§ **Activity**
From first line to last, output the records below exactly.

§ **Data extracts**
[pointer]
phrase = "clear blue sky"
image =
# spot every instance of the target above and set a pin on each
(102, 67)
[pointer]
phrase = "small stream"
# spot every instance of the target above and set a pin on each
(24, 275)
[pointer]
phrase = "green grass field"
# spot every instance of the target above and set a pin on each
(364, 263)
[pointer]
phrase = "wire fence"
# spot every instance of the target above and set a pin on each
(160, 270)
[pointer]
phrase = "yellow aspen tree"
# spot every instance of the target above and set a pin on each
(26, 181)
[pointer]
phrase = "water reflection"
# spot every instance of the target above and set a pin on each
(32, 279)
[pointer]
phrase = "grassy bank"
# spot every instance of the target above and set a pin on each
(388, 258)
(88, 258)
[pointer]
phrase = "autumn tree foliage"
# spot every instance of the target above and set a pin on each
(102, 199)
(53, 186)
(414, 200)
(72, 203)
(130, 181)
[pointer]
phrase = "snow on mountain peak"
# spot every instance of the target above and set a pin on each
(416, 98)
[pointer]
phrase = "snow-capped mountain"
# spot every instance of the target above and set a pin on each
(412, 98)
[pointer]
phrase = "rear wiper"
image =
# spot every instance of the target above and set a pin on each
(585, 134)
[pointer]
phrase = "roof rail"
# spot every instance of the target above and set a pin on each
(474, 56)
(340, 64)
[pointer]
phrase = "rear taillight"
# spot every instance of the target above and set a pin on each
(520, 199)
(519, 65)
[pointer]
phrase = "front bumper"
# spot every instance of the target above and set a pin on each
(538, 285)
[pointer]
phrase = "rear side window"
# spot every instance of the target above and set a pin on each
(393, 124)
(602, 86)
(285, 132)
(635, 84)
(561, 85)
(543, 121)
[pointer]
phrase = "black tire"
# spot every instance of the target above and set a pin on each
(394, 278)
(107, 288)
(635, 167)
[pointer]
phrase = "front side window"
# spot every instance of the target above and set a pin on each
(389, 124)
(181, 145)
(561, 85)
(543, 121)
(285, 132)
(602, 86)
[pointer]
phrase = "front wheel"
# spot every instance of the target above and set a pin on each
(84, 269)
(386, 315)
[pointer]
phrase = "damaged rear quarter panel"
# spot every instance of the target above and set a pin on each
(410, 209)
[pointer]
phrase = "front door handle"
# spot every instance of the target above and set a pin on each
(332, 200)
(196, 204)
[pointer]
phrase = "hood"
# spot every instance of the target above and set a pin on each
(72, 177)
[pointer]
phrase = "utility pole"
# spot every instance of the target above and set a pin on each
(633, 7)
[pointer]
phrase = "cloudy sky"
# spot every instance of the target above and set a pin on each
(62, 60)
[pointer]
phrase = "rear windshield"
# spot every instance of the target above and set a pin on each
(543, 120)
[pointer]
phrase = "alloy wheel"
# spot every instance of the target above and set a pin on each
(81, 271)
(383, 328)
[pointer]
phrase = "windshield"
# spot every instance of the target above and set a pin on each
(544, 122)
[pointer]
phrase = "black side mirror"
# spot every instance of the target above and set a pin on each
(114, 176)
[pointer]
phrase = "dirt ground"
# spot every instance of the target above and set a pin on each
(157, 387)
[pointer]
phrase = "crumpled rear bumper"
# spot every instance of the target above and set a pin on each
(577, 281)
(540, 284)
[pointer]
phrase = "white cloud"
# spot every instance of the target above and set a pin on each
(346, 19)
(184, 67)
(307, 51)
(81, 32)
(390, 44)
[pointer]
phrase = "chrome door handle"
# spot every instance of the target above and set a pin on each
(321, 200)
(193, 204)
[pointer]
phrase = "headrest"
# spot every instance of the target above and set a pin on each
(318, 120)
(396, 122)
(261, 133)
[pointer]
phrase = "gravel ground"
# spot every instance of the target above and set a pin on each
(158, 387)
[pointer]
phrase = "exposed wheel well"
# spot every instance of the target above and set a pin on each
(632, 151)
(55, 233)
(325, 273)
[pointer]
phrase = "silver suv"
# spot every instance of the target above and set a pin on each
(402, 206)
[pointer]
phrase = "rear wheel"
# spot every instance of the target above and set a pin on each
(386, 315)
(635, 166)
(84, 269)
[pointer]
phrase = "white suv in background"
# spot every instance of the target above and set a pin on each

§ **Answer space**
[pointer]
phrase = "clear blue sky"
image =
# spot every instance of the target above and set a pin on each
(102, 67)
[pointer]
phrase = "small stream"
# spot every instance of the target above and set a pin on each
(24, 275)
[pointer]
phrase = "green grass field"
# spot every instance of the target above and set a pin on each
(364, 263)
[pointer]
phrase = "wire fence"
# spot every instance of the target above and set a pin on each
(160, 270)
[pointer]
phrase = "yellow aspen tree"
# spot every instance of the target above and set a pin on each
(26, 181)
[pointer]
phrase = "water reflection"
# spot every instance of the target above and set a pin on each
(32, 279)
[pointer]
phrase = "grassy bank"
# spot every instance of the target above and set a pin on each
(388, 258)
(88, 258)
[pointer]
phrase = "autumn tree foliage"
# spot every instance of the target above and set a pin on each
(102, 199)
(53, 186)
(414, 200)
(72, 203)
(130, 181)
[pointer]
phrase = "snow on mountain peak"
# spot every instance of the target above and set a pin on each
(416, 98)
[pointer]
phrase = "snow-capped mountain"
# spot every instance of the target above and set a pin on each
(412, 98)
[pointer]
phrase = "rear wiper"
image =
# spot every instance of the target above and set a pin on each
(585, 134)
[pointer]
phrase = "roof rail"
# spot every instance of the target above and set a pin on each
(474, 56)
(340, 64)
[pointer]
phrase = "rear taillight"
# spot every instance of the target above and set a pin on each
(520, 199)
(519, 65)
[pointer]
phrase = "front bumper"
# spot every instance of the target above and set a pin on each
(538, 285)
[pointer]
phrase = "rear side window"
# spot every instance of the target above and set a pin on each
(393, 124)
(602, 86)
(285, 132)
(635, 84)
(561, 85)
(543, 121)
[pointer]
phrase = "black tire"
# spot every instance of the target above and set a pin on each
(394, 278)
(107, 288)
(635, 167)
[pointer]
phrase = "front side window"
# spot every instance of the target above and set a pin on each
(389, 124)
(181, 145)
(561, 85)
(543, 121)
(285, 132)
(602, 86)
[pointer]
phrase = "front wheel"
# spot every instance of the target above and set a pin on each
(84, 269)
(386, 315)
[pointer]
phrase = "damaged rear quarter panel"
# spot every instance of the target above and set a pin on each
(410, 209)
[pointer]
phrase = "front door handle"
# spot every instance of the target above and set a pin on each
(332, 200)
(196, 204)
[pointer]
phrase = "hood"
# spot every instance of the target above and set a pin on each
(72, 177)
[pointer]
phrase = "utility pole"
# spot every instance of the target above and set a pin on each
(633, 7)
[pointer]
phrase = "cloudy sky"
# spot every instance of the target above and set a pin on each
(62, 60)
[pointer]
phrase = "rear windshield"
# spot every instance of the target above and set a pin on each
(543, 120)
[pointer]
phrase = "alloy wheel"
# spot every instance of the target above and set a pin on each
(81, 271)
(383, 328)
[pointer]
phrase = "windshield"
# spot every instance of the target above and set a pin on each
(544, 122)
[pointer]
phrase = "black side mirror"
# spot every instance of the target above and set a pin on each
(114, 176)
[pointer]
phrase = "dirt ground"
# spot every instance of the target above and set a pin on each
(157, 387)
[pointer]
phrase = "crumpled rear bumper"
# spot every instance of the target above and set a pin on each
(577, 281)
(540, 284)
[pointer]
phrase = "white cloud"
# spot every instance of the target above and set a pin on each
(346, 19)
(184, 67)
(307, 51)
(81, 32)
(390, 44)
[pointer]
phrase = "chrome door handle"
# spot every instance of the target above and set a pin on each
(321, 200)
(193, 204)
[pointer]
phrase = "headrest"
# spot every instance of the target above and set a pin on each
(318, 120)
(396, 122)
(261, 133)
[pointer]
phrase = "gravel ground"
# spot every instance of the target above and set a pin on each
(158, 387)
[pointer]
phrase = "exposed wheel well"
# spot every instance of the target above and set a pin on each
(632, 151)
(55, 233)
(325, 273)
[pointer]
phrase = "silver suv"
# spot every instance of the target above and set a pin on each
(402, 206)
[pointer]
phrase = "rear wheel"
# spot every instance of the target above and set a pin on each
(386, 315)
(635, 166)
(84, 269)
[pointer]
phrase = "white suv in background"
# spot every instance of the target above and set a pin on each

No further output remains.